Type out every line of the data again, exactly.
(DATASET ENTRIES Opens)
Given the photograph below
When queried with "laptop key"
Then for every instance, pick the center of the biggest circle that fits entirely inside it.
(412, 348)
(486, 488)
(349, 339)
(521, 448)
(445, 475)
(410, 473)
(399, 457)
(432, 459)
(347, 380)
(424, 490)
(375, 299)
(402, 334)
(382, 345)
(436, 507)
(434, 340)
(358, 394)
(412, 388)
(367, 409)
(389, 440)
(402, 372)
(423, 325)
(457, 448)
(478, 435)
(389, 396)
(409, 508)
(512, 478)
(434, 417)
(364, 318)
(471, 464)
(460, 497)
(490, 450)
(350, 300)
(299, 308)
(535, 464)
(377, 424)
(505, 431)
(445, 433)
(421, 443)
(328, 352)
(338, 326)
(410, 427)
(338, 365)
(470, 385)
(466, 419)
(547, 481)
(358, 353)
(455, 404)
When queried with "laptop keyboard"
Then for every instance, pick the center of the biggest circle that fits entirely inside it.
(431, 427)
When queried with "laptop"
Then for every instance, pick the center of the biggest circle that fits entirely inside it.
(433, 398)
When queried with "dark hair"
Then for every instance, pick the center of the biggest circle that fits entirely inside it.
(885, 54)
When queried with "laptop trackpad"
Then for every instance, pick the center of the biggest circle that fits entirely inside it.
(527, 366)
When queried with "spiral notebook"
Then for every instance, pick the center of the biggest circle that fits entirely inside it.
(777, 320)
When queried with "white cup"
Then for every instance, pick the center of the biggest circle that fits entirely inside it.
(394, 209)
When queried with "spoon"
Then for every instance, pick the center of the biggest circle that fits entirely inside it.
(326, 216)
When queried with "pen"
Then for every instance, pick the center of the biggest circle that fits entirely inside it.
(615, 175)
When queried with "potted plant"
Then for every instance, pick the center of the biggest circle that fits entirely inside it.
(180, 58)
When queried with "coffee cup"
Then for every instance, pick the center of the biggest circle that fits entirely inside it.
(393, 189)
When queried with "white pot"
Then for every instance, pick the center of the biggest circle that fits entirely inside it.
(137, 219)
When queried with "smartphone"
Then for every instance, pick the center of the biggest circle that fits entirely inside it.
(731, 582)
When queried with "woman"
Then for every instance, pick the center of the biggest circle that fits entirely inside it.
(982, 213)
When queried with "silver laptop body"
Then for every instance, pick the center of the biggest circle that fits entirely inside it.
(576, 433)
(DATASET ENTRIES Closes)
* [WRITTEN REPLY]
Given the photograph below
When queried with "laptop key"
Then for every instance, pick the center of the biggest circle that fits entirely inside it.
(412, 348)
(486, 488)
(349, 339)
(521, 448)
(445, 475)
(410, 473)
(399, 457)
(432, 459)
(347, 380)
(424, 490)
(375, 299)
(402, 334)
(382, 345)
(436, 507)
(434, 340)
(358, 394)
(412, 388)
(367, 409)
(389, 440)
(402, 372)
(423, 325)
(457, 448)
(478, 435)
(389, 396)
(409, 508)
(512, 478)
(434, 417)
(364, 318)
(471, 464)
(460, 497)
(490, 450)
(350, 300)
(299, 308)
(535, 464)
(377, 424)
(505, 431)
(445, 433)
(421, 443)
(328, 352)
(338, 326)
(410, 427)
(338, 365)
(470, 385)
(466, 419)
(547, 481)
(358, 353)
(455, 404)
When queried with "laptop keyboard"
Then for every instance, pick the center of the biggest circle that fits entirely inside it.
(431, 427)
When queried with "laptop"
Then for every instance, pick the center of the biggest circle that fits entirely inside it.
(433, 398)
When queried with "dark hair"
Then for every instance, pick the center of the biggest circle that fits entirely inside it.
(885, 54)
When queried with "laptop trackpad"
Then for every instance, pick the center of the biggest circle that fits entirely inside it.
(527, 366)
When queried with "spiral notebook"
Then for every instance, pick the center of the biggest circle that fits entirely inside it.
(777, 320)
When queried with "white cup"
Then for every instance, pick the center of the biggest circle that fits entirely inside it.
(394, 209)
When queried with "spoon"
Then for every instance, pick the center of the biggest circle that fits entirely inside it.
(326, 216)
When queried with "pen"
Then for every instance, pick the center of the biggest circle that fits entirely inside it.
(615, 175)
When queried with "potted plant"
Then for every instance, pick the center of the biggest circle that fits entirely inside it.
(180, 58)
When queried with "coffee cup"
Then for every instance, pick the center of the biggest circle that fits entirely inside it.
(393, 189)
When queried with "white pot"
Then for every instance, pick the center of the biggest circle that fits entirely inside it.
(137, 219)
When queried with "smartphone"
Then for every instance, pick the center of the biggest circle that fits entirely inside it.
(731, 582)
When queried with "woman"
Then for every instance, pick the center of the biggest circle that fits entirely inside it.
(982, 213)
When queried with "silver laptop body"
Then for every instance, pick the center of the biggest circle that fits entirely inside it.
(576, 433)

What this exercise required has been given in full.